(Data extracted from a collection)
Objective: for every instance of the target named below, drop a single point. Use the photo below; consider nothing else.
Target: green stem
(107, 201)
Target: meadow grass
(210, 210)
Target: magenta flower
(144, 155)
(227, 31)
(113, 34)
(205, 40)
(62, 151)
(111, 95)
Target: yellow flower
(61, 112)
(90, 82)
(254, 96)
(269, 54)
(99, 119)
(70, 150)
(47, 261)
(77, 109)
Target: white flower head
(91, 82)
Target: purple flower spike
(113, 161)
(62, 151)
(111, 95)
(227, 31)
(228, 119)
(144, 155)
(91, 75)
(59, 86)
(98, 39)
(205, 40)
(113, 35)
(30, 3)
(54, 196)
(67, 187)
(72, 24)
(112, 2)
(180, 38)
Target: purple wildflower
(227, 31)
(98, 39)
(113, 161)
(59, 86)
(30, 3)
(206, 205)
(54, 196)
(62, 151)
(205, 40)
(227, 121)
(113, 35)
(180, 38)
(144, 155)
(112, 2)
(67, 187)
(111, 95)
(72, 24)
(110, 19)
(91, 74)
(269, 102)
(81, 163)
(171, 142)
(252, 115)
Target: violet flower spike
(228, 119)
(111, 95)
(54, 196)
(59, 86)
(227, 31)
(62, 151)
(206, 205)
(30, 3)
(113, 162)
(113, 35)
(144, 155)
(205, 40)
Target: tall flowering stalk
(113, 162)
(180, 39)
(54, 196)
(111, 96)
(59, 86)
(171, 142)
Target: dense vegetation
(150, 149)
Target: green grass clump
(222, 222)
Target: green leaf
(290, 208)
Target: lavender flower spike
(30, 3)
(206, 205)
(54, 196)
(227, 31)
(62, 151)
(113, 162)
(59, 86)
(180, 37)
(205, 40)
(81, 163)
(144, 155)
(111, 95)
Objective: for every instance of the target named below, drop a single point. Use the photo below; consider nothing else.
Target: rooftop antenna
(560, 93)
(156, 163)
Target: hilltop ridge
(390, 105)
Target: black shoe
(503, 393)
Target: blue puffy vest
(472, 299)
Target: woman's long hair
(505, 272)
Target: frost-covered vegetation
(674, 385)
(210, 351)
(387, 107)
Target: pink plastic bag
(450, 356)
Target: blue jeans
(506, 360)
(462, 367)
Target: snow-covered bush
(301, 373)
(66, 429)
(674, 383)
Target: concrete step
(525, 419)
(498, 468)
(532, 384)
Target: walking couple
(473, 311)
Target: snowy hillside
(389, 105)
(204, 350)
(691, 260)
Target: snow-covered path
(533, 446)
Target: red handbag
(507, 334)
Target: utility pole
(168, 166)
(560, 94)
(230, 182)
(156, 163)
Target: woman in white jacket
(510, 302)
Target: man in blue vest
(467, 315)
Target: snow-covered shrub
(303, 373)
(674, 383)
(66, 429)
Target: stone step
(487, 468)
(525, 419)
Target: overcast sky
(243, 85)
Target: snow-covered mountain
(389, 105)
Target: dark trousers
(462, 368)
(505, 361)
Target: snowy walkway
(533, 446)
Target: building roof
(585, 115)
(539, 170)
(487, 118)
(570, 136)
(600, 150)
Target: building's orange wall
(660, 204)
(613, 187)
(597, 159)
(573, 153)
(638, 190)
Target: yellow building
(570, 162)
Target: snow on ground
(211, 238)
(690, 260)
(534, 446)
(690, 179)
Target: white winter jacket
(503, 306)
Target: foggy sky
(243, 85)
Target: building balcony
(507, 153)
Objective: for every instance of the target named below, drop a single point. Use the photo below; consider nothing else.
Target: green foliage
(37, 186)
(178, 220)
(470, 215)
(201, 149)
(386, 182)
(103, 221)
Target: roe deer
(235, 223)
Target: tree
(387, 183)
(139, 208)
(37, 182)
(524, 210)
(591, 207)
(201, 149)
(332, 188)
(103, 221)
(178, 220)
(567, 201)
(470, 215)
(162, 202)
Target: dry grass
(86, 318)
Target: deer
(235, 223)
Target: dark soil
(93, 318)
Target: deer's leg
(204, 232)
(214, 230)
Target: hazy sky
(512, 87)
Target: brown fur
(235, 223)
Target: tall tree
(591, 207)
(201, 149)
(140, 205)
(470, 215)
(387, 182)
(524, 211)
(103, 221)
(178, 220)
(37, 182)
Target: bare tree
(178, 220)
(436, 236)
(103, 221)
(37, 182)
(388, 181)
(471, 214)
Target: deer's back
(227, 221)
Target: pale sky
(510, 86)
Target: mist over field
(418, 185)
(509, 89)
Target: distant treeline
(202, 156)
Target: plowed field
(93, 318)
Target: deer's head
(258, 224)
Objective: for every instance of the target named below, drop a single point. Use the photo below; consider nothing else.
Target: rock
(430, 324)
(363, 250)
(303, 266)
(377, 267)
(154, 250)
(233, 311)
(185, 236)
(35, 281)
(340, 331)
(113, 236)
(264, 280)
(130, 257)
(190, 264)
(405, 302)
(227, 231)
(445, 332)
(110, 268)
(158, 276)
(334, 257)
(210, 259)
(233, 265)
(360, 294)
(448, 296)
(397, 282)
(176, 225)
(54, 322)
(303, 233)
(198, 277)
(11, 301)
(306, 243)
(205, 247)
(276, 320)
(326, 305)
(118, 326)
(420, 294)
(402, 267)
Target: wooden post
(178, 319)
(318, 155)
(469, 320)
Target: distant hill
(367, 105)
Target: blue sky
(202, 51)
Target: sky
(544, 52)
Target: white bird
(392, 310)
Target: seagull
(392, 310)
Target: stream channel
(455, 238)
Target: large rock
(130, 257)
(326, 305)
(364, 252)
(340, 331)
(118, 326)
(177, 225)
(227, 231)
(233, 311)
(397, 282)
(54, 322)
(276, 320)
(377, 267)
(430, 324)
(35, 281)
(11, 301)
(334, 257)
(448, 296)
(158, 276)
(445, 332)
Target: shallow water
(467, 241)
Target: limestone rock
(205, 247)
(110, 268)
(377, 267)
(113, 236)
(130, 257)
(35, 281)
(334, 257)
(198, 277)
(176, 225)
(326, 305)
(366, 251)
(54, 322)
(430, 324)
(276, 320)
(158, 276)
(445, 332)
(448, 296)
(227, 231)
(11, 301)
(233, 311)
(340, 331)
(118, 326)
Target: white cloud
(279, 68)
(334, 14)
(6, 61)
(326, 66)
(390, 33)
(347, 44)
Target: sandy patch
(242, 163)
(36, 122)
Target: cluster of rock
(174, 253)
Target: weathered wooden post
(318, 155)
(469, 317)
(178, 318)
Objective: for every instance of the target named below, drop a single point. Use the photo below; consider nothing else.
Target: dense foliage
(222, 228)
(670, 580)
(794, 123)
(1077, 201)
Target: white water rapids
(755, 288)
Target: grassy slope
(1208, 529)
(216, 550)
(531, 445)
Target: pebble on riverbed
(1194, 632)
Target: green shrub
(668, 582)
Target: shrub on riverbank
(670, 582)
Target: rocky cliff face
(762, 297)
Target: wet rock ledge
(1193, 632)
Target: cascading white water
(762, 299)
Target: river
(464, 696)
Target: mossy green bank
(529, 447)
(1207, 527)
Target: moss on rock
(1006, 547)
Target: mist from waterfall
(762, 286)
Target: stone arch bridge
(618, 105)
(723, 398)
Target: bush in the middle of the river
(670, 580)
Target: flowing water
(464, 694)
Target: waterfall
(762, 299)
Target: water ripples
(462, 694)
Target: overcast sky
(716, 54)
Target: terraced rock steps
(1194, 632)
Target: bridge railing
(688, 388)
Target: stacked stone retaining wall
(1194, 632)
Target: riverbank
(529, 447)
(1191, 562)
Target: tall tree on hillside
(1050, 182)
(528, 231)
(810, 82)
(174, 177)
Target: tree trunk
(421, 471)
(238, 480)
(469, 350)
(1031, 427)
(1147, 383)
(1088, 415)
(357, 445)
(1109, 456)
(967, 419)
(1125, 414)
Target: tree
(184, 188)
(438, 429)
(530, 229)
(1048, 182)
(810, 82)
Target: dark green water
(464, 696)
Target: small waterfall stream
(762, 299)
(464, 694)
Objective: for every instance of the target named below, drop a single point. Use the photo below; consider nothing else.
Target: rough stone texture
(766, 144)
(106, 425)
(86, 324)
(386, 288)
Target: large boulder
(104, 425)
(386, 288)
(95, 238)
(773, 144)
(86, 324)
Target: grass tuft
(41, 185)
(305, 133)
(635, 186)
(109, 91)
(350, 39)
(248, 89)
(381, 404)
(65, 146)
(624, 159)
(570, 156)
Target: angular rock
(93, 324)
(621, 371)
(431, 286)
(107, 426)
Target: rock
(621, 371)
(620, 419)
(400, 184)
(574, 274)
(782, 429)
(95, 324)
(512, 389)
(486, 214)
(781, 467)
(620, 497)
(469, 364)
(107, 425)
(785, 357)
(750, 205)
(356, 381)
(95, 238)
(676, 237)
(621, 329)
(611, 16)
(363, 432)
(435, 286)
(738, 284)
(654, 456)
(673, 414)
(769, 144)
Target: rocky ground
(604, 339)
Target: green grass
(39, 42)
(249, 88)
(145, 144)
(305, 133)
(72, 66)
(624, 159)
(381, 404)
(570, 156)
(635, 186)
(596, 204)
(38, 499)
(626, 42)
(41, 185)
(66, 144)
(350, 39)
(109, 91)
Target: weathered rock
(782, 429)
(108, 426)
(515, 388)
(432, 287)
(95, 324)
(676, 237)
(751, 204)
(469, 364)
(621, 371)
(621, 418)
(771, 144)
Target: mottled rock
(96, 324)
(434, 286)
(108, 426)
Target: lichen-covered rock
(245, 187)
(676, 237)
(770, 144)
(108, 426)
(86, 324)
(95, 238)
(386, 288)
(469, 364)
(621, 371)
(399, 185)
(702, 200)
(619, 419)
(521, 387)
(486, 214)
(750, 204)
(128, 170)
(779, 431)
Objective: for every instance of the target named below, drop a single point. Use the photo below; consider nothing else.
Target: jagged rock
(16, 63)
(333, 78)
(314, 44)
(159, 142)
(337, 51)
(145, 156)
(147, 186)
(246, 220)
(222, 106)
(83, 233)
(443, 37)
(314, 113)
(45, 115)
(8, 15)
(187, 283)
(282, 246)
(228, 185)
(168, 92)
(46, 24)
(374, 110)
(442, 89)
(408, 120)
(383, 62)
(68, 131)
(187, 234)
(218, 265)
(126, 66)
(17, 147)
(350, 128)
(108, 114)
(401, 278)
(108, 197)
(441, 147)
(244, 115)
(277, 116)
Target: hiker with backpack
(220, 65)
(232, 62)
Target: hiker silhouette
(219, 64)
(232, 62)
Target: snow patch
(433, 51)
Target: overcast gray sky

**INSTRUCTIONS TO FOLLOW:** In the entries above, copy the lines from the one that contains "Target: grass tuft" through the last line, exactly as they appear.

**SOLVED EXERCISE:**
Target: grass tuft
(41, 185)
(305, 133)
(635, 186)
(109, 91)
(350, 39)
(248, 89)
(381, 404)
(65, 146)
(624, 159)
(570, 156)
Target: angular rock
(93, 324)
(621, 371)
(431, 286)
(107, 426)
Target: rock
(621, 371)
(620, 419)
(400, 184)
(574, 274)
(782, 429)
(95, 324)
(512, 389)
(486, 214)
(781, 467)
(620, 497)
(469, 364)
(107, 425)
(785, 357)
(750, 205)
(356, 381)
(95, 238)
(676, 237)
(621, 329)
(611, 16)
(363, 432)
(435, 286)
(738, 284)
(654, 456)
(673, 414)
(769, 144)
Target: rocky ground
(604, 339)
Target: green grass
(39, 42)
(249, 88)
(145, 144)
(305, 133)
(72, 66)
(624, 159)
(381, 404)
(570, 156)
(635, 186)
(596, 204)
(38, 499)
(626, 42)
(41, 185)
(66, 144)
(350, 39)
(109, 91)
Target: weathered rock
(782, 429)
(108, 426)
(515, 388)
(432, 287)
(95, 324)
(676, 237)
(751, 204)
(469, 364)
(621, 371)
(621, 418)
(771, 144)
Target: mottled rock
(96, 324)
(434, 286)
(108, 426)
Target: lichen-covered rock
(245, 187)
(676, 237)
(770, 144)
(108, 426)
(86, 324)
(95, 238)
(386, 288)
(469, 364)
(621, 371)
(399, 185)
(702, 200)
(619, 419)
(521, 387)
(486, 214)
(750, 204)
(128, 170)
(779, 431)
Objective: for every instance of the target named below, drop a single point. Use the photo below; consider nothing else.
Target: jagged rock
(16, 63)
(333, 78)
(314, 44)
(159, 142)
(337, 51)
(145, 156)
(147, 186)
(246, 220)
(222, 106)
(83, 233)
(443, 37)
(314, 113)
(45, 115)
(8, 15)
(187, 283)
(282, 246)
(228, 185)
(168, 92)
(46, 24)
(374, 110)
(442, 89)
(408, 120)
(383, 62)
(68, 131)
(187, 234)
(218, 265)
(126, 66)
(17, 147)
(350, 128)
(108, 114)
(401, 278)
(108, 197)
(441, 147)
(244, 115)
(277, 116)
Target: hiker with backpack
(220, 65)
(232, 62)
Target: hiker silhouette
(219, 64)
(232, 62)
Target: snow patch
(433, 51)
Target: overcast gray sky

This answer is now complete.